══ Recorded data

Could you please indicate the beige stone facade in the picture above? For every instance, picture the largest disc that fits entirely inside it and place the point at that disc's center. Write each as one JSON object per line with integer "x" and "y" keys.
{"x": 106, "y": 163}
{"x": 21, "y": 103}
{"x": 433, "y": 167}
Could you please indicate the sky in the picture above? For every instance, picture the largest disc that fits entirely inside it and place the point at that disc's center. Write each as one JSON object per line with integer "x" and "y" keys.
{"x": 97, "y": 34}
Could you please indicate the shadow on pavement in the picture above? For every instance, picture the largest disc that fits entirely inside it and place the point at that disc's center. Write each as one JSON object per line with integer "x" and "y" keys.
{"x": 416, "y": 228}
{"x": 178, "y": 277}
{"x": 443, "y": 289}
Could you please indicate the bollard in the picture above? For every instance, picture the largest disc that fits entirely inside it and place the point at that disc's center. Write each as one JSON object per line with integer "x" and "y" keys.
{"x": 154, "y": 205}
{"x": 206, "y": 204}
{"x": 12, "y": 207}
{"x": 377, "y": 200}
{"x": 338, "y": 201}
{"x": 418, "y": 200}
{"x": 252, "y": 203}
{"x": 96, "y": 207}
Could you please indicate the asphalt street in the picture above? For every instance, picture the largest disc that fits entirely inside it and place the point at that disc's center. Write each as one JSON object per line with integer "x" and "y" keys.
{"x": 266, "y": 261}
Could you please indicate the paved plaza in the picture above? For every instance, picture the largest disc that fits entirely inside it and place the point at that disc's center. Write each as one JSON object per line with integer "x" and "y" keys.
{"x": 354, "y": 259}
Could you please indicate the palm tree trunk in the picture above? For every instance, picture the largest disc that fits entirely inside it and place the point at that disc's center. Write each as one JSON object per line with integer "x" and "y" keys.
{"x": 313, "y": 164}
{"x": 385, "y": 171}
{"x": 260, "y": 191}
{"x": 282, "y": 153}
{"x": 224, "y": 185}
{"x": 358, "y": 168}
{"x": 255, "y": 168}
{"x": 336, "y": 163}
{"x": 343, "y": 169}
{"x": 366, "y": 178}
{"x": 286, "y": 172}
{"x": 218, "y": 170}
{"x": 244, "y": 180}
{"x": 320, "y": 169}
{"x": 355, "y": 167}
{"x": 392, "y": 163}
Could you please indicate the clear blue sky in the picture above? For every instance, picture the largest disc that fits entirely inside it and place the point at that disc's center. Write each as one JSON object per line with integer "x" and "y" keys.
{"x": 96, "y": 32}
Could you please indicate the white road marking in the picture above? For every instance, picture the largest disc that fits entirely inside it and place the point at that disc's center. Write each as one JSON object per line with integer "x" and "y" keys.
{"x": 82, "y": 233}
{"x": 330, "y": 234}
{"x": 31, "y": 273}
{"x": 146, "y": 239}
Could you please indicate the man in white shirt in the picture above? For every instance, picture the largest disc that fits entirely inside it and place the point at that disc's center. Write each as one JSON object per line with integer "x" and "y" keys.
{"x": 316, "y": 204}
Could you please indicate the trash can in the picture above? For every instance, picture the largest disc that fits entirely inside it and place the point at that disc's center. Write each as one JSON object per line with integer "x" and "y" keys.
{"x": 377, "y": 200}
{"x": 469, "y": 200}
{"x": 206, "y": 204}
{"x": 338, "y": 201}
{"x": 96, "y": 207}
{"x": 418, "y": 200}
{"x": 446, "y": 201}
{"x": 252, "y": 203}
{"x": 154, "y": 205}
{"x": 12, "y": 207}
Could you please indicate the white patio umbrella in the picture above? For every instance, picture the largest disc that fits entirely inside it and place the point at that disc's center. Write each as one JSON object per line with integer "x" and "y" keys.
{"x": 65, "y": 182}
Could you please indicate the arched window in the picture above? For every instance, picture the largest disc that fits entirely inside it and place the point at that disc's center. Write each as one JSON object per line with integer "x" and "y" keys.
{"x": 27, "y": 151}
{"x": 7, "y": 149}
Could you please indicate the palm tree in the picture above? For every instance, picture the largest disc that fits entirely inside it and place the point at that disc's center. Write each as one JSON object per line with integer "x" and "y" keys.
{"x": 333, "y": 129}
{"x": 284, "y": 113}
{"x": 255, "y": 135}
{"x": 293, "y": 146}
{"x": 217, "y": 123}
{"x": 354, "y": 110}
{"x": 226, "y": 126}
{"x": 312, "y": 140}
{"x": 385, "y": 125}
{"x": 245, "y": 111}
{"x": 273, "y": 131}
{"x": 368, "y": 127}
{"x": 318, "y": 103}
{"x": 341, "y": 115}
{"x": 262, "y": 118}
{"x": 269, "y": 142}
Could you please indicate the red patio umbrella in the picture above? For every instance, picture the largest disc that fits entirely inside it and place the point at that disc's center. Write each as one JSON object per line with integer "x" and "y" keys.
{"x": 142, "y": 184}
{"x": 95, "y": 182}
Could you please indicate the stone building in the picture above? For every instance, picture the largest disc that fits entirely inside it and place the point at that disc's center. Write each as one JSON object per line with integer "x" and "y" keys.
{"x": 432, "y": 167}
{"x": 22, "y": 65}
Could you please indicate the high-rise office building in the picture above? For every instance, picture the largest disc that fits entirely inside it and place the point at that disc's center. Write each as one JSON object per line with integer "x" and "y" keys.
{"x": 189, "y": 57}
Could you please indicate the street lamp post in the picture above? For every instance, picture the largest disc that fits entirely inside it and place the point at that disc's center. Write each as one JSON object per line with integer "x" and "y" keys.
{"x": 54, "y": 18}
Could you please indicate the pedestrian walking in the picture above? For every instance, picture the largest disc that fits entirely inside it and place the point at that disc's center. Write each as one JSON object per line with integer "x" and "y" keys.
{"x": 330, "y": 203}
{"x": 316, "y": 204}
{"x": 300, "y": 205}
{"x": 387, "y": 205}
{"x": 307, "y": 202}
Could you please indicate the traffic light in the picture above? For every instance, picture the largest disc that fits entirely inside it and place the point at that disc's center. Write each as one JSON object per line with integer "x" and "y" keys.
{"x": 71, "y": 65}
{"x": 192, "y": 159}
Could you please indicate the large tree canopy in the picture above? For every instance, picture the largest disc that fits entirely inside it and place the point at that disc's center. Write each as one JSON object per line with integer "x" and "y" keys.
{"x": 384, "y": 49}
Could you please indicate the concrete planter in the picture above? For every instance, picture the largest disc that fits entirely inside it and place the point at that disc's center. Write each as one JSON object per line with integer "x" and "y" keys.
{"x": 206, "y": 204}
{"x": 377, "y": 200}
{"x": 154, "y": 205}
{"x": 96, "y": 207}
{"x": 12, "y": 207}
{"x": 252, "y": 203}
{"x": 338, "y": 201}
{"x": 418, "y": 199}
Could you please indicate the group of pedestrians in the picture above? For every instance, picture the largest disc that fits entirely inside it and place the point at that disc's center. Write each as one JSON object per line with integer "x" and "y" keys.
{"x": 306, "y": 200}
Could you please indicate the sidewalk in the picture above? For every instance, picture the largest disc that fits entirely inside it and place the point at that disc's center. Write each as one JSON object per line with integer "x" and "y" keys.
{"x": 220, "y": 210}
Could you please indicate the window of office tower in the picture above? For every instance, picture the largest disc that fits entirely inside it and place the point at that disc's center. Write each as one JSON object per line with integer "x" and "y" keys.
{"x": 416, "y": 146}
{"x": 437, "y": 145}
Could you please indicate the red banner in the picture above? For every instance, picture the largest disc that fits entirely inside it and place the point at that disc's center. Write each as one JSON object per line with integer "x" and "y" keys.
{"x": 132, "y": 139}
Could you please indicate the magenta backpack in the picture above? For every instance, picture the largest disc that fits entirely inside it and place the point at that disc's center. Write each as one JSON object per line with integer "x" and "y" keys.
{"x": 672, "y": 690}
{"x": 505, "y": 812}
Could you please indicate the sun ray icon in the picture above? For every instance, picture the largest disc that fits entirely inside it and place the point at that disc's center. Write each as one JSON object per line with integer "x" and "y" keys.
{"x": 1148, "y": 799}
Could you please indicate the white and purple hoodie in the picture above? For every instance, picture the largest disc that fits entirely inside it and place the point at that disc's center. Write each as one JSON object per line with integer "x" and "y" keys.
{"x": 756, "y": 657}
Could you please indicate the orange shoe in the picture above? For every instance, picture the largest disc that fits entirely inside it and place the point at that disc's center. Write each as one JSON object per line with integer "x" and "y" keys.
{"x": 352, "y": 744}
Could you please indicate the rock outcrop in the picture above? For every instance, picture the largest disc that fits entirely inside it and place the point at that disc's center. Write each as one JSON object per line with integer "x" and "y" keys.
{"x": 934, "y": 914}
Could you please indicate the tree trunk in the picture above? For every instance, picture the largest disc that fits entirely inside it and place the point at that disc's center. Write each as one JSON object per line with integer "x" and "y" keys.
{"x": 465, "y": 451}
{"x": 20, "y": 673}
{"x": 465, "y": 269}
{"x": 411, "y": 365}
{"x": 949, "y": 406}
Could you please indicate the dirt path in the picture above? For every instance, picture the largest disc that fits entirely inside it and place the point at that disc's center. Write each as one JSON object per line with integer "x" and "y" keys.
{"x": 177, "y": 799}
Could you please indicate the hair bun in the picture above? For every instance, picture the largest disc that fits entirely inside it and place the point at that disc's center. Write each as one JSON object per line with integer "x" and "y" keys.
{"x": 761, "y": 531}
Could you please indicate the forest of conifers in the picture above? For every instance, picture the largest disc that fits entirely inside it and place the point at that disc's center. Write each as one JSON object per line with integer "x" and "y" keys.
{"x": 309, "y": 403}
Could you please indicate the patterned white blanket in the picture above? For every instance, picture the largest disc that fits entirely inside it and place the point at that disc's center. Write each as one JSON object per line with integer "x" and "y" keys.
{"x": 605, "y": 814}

════

What you will do: Exactly reproduce the lines of the data above that run from the line containing "Could you please indicate the forest" through the final one.

Answer for this exercise:
Could you please indicate the forest of conifers in the picture above? For every instance, picture the largest disc that fits entirely inside it and place the point at that disc's center. Write each as one JSON object per line with integer "x" and "y" keys.
{"x": 309, "y": 403}
Could you please indicate the patterned white blanket in the picture above? For every instance, picture the largest disc that fits entirely inside it and place the point at that disc's center. Write each as one JSON object per line with integer "x" and "y" keys.
{"x": 605, "y": 814}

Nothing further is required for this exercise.